(Dataset entries)
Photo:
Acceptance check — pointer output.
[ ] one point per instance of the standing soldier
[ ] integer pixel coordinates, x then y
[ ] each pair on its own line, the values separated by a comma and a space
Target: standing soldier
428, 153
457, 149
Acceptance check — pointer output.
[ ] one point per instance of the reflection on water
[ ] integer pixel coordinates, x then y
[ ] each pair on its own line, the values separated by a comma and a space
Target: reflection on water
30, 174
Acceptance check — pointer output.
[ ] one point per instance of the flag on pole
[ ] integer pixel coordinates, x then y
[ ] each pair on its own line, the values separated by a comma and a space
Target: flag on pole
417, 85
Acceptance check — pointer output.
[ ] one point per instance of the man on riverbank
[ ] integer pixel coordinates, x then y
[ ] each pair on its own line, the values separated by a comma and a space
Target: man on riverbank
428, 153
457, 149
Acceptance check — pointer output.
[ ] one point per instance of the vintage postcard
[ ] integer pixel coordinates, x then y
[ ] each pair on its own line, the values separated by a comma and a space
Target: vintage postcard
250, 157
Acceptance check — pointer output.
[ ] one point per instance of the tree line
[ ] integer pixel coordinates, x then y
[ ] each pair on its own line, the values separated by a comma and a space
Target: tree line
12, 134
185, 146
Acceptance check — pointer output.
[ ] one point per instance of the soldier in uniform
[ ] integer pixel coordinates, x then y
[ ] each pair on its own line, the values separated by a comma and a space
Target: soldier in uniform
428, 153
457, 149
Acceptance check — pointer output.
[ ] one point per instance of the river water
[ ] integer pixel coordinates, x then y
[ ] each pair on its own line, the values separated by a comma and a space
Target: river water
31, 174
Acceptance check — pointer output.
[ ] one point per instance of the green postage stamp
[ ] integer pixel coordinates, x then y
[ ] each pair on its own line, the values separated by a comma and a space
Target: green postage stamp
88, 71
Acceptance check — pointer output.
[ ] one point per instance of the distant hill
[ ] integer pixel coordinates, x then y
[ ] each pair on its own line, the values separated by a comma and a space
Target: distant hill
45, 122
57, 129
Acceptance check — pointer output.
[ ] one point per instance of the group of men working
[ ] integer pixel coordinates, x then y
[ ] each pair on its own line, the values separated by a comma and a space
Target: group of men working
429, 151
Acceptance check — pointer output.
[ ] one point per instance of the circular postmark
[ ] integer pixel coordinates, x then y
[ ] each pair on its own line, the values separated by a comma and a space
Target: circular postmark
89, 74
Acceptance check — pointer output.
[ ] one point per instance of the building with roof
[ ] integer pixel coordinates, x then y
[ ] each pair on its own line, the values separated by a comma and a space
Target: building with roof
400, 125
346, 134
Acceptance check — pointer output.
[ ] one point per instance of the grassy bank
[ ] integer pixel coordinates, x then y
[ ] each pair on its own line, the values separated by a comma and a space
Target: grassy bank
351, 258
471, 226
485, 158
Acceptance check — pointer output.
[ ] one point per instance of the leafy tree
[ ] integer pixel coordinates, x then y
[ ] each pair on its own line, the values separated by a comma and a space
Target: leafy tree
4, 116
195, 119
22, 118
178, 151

_Prompt_:
Lines from the one containing "[ ] one point per instance of the leafy tree" to the end of the data are to be printed exactly, including the first and last.

_Solution to the problem_:
[ ] one point per instance of the leafy tree
[ ] integer pixel coordinates, x then y
[ ] each pair on its own line, the values separated by a comma and a space
Target: leafy tree
4, 116
195, 119
22, 118
178, 151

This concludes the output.